-- Directions --
Quote only the lines that start at the line with "Teacher note: please indicate the broken" and run to the end of the entries; omit the pictures.
....
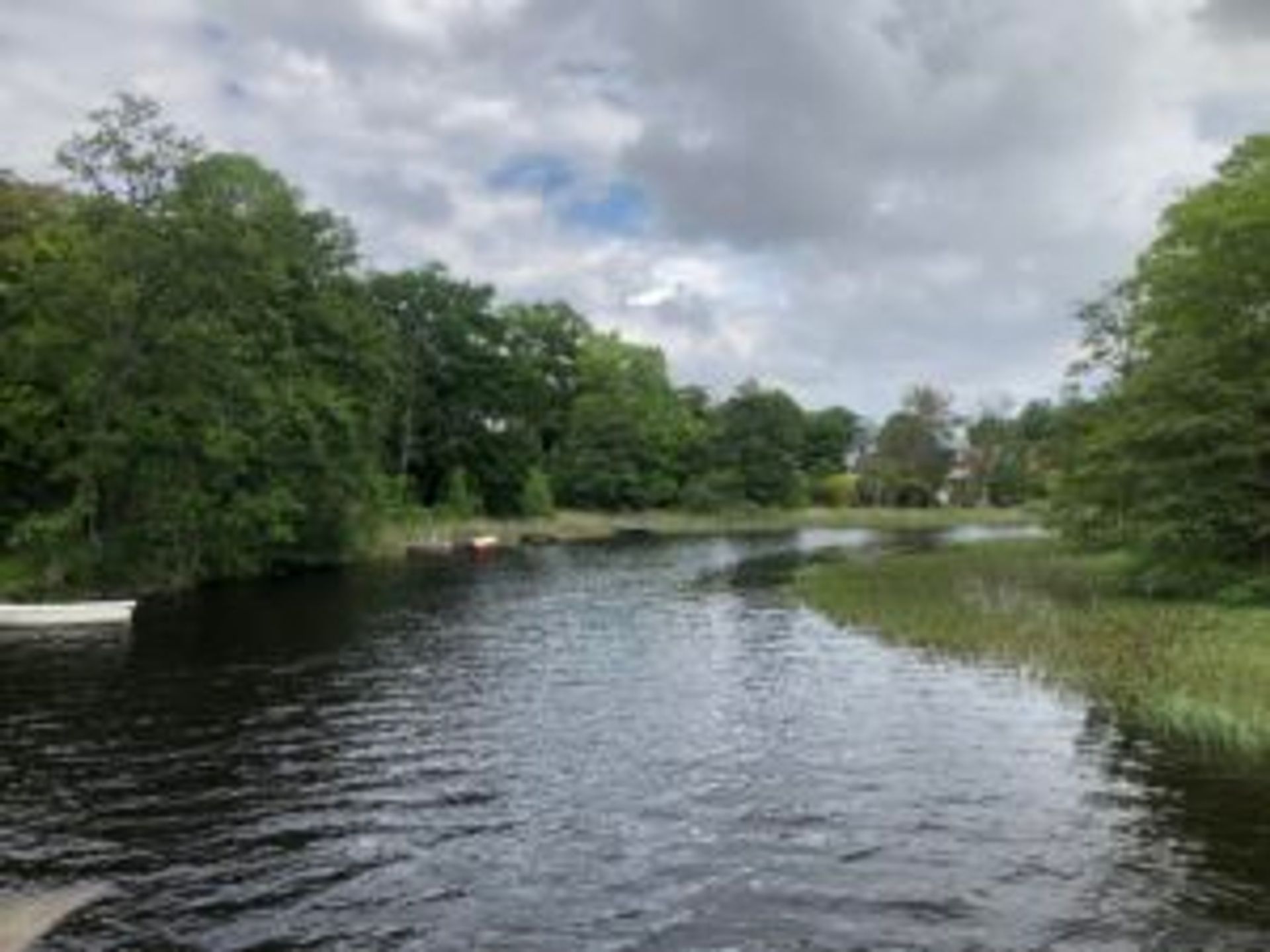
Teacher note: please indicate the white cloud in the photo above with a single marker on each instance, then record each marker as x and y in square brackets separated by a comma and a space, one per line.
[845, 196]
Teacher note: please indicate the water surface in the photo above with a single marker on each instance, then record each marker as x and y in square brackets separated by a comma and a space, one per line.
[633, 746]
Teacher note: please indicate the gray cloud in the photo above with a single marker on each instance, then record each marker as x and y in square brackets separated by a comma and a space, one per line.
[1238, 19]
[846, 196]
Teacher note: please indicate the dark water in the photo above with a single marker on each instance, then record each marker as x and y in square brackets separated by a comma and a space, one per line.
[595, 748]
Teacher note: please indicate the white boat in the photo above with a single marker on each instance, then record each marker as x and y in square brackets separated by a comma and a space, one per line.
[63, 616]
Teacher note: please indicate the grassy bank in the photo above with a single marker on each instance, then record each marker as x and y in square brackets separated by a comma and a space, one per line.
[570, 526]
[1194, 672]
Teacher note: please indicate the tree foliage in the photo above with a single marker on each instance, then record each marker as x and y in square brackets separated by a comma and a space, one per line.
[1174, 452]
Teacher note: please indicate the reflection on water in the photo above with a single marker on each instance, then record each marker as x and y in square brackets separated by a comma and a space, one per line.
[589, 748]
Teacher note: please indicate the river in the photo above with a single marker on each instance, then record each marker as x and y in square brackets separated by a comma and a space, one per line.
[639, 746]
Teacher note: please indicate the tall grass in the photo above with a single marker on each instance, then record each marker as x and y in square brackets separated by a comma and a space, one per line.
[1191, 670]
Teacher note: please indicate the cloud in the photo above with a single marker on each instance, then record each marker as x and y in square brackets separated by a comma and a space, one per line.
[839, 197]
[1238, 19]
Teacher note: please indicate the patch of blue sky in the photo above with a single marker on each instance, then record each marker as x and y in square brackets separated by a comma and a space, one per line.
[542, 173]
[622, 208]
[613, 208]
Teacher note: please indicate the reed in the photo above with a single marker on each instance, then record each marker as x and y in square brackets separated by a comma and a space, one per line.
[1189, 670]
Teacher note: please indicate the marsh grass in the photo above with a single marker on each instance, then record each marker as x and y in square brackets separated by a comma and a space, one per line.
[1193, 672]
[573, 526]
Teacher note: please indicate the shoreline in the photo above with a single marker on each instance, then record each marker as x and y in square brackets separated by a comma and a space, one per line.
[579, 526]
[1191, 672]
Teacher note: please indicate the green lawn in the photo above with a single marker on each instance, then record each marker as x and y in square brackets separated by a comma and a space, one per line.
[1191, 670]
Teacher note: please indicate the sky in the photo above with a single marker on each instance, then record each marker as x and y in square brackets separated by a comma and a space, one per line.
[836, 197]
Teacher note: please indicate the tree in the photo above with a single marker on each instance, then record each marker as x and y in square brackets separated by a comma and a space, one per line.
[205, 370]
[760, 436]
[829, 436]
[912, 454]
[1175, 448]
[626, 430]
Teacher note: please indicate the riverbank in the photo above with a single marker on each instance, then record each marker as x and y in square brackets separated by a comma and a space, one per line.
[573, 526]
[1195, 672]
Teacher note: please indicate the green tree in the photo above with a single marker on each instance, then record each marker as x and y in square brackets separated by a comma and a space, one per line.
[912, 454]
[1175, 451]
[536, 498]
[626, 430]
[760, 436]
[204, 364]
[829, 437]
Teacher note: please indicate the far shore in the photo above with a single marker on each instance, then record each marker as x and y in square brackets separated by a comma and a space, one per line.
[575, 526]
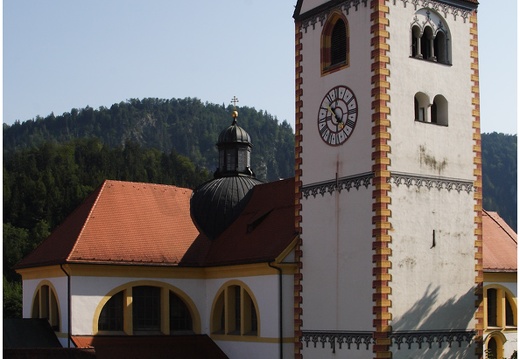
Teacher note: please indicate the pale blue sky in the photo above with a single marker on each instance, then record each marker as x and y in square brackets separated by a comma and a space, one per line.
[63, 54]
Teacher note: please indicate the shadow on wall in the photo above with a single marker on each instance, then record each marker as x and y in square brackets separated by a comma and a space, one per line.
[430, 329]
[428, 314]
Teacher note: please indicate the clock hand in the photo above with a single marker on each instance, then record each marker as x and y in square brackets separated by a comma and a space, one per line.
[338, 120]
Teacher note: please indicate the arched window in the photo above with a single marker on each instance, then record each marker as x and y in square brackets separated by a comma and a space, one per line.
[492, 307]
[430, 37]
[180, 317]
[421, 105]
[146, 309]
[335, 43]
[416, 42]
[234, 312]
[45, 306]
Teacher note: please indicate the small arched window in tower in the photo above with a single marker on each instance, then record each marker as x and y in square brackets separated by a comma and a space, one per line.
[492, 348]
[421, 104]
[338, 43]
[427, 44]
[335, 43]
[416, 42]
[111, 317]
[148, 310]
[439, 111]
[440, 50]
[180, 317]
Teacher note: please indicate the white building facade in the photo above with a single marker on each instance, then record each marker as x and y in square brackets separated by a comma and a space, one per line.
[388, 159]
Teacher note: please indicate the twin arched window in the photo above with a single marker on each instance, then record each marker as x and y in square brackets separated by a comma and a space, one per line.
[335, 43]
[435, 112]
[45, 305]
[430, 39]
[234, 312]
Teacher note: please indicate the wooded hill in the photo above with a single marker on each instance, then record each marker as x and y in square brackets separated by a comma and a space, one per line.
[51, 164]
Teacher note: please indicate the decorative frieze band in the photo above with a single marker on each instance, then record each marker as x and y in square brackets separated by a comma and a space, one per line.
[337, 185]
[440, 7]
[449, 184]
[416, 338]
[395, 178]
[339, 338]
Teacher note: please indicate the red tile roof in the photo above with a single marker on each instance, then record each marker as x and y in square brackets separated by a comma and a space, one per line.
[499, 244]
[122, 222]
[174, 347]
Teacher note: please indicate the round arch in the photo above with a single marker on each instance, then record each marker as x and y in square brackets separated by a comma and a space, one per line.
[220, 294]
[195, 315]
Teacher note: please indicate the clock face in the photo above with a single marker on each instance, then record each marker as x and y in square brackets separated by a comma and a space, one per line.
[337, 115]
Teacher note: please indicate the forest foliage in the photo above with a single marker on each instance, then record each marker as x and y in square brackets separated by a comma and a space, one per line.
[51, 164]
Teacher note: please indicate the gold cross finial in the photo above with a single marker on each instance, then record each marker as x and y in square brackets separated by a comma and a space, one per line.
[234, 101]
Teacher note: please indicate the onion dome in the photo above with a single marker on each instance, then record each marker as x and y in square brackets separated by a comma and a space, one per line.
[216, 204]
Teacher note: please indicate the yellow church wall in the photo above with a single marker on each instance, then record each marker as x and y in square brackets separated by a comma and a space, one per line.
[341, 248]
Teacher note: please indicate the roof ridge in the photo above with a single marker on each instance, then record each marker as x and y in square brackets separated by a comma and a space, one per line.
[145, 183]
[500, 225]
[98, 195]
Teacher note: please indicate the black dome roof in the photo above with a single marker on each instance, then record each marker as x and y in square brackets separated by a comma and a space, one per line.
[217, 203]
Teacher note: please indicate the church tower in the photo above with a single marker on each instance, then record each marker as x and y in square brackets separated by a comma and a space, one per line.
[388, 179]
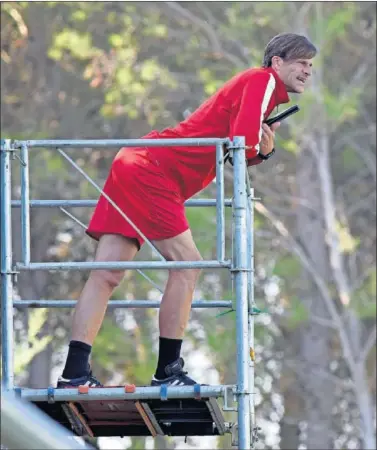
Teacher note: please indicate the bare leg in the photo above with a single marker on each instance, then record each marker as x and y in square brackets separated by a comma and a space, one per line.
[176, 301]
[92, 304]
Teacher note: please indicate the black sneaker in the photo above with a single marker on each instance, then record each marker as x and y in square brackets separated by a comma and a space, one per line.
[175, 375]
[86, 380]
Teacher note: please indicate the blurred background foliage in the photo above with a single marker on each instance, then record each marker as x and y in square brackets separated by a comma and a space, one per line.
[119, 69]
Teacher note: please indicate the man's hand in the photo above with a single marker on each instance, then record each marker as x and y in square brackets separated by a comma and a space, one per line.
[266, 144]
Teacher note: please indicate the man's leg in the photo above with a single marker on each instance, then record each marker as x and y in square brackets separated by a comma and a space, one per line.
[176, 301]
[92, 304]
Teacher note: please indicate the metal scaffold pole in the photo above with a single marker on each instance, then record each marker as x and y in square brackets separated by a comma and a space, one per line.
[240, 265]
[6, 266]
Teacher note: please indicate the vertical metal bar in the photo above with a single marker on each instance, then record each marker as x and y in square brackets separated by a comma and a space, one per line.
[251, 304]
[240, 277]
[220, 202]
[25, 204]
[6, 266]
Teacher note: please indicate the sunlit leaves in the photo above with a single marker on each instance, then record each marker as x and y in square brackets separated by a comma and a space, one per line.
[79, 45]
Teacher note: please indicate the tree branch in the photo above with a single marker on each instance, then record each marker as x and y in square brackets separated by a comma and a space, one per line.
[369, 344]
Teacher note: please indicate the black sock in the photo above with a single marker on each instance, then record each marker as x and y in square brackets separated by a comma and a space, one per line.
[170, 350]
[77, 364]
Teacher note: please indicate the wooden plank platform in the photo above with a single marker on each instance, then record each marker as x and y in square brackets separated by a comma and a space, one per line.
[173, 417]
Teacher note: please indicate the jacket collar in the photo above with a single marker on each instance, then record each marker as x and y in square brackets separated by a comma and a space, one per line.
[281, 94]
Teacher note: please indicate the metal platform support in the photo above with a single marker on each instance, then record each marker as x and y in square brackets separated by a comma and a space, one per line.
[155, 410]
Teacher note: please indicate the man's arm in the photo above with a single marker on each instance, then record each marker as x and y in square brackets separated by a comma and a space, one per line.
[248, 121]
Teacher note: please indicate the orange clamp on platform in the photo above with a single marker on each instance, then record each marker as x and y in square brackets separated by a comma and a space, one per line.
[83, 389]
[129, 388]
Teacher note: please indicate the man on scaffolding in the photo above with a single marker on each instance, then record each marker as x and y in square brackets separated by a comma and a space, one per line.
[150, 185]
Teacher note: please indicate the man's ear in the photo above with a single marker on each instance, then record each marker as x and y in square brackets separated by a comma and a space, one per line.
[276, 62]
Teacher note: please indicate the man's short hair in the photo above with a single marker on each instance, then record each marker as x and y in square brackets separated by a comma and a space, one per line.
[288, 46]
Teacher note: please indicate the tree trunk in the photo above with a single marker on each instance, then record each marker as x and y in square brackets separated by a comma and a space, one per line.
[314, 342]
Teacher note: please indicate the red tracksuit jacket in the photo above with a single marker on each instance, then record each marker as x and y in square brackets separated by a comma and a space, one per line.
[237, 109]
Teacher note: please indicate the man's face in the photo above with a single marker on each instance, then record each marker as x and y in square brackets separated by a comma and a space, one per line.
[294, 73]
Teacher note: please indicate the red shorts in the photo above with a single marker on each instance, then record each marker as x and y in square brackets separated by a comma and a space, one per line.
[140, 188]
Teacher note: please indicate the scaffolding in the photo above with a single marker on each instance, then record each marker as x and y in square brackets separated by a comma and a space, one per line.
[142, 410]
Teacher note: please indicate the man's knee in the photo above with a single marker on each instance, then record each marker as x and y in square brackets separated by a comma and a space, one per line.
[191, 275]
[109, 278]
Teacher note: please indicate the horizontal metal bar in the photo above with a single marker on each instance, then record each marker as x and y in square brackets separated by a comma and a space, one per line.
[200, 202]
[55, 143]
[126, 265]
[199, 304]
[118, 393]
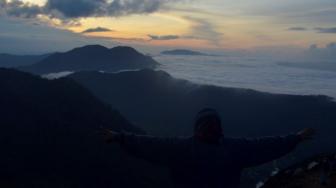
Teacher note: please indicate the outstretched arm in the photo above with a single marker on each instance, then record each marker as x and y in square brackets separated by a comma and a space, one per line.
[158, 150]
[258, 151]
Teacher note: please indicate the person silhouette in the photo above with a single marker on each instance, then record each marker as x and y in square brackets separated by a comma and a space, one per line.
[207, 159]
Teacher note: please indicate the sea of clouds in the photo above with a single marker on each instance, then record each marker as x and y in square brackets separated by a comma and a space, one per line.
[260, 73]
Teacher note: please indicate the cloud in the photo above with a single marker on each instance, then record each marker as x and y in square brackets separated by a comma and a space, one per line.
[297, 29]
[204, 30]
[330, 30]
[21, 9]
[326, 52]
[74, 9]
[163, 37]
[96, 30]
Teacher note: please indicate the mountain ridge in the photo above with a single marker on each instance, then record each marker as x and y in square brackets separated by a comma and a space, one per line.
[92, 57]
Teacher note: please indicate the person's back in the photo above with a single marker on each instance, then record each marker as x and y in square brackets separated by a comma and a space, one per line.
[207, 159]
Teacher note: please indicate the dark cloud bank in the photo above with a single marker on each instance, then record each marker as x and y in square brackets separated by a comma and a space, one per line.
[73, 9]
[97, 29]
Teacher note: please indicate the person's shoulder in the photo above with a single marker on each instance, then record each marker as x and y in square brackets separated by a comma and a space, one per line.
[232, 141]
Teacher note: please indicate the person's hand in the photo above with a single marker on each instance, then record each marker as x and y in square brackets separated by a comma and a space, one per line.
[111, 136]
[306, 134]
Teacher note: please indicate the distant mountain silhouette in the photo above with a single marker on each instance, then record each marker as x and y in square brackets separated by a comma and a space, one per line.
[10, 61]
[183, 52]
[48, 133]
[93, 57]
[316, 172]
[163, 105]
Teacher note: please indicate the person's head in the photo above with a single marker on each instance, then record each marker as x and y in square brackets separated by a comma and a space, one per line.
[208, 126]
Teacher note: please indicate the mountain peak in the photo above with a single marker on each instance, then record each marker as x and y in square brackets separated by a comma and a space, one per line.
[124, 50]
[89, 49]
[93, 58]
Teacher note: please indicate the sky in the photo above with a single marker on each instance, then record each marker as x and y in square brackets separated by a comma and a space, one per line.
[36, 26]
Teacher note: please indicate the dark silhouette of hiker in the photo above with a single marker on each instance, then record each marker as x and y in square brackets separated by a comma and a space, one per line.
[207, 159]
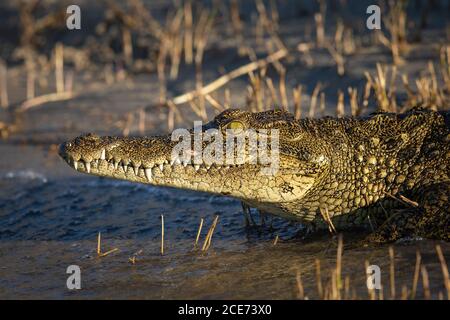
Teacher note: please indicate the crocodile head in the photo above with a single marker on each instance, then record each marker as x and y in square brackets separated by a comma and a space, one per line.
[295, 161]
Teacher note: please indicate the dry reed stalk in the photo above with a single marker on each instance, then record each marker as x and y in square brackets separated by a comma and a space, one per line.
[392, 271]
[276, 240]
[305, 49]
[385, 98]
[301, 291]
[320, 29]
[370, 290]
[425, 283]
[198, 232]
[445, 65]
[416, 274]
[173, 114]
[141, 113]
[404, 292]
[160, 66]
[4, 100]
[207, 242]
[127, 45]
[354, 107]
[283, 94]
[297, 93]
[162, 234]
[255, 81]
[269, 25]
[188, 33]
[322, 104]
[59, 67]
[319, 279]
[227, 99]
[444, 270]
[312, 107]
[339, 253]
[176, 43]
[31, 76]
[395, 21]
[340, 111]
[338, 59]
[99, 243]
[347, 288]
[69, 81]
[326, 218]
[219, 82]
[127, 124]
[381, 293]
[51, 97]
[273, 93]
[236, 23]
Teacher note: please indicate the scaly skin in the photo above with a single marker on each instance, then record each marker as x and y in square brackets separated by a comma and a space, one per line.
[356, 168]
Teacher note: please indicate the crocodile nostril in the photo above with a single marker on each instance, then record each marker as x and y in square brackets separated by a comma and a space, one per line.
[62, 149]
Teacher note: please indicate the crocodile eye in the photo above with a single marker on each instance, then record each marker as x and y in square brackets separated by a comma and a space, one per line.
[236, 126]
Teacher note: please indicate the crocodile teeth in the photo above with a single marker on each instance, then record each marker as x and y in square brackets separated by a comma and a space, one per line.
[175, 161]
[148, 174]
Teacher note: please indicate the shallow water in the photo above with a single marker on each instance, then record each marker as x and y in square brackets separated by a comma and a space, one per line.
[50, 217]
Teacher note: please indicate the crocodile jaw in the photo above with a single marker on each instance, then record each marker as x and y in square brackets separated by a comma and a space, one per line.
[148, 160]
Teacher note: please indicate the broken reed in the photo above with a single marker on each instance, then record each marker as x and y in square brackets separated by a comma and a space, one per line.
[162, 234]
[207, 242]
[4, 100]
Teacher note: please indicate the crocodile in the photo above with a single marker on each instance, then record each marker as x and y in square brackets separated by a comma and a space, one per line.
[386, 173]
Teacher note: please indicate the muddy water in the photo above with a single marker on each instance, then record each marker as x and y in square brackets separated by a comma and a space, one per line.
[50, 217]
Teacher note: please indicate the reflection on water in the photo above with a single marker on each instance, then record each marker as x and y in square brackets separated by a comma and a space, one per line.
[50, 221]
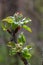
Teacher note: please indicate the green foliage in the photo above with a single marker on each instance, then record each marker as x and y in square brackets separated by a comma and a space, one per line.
....
-- Final result --
Teacher note: please indicate the broken reed in the photo above with a single marker on each instance, then record each marker as x and y in square brackets separated by a comma and a space, one per line.
[162, 234]
[207, 242]
[4, 100]
Teacher note: please indicate the crocodile in the photo above with a single marker on each instance, then record each marker as x and y in square brackets separated by a comma and a space, one per line.
[386, 173]
Teacher note: please indicate the muddy water in the photo above with a single marker on each instance, then record each marker as x and y in square brackets separated by a comma and a space, one per line.
[50, 217]
Teacher note: please indicate the reflection on water in the photo above with a single marker on each instance, then record each marker as x and y in square brackets separated by a comma and a space, one per line.
[50, 221]
Teacher note: please indicate the green foliage in the photo above with a single marker on each instance, then record each marker as x and y in square brackets separated by a comma and a space, one per line.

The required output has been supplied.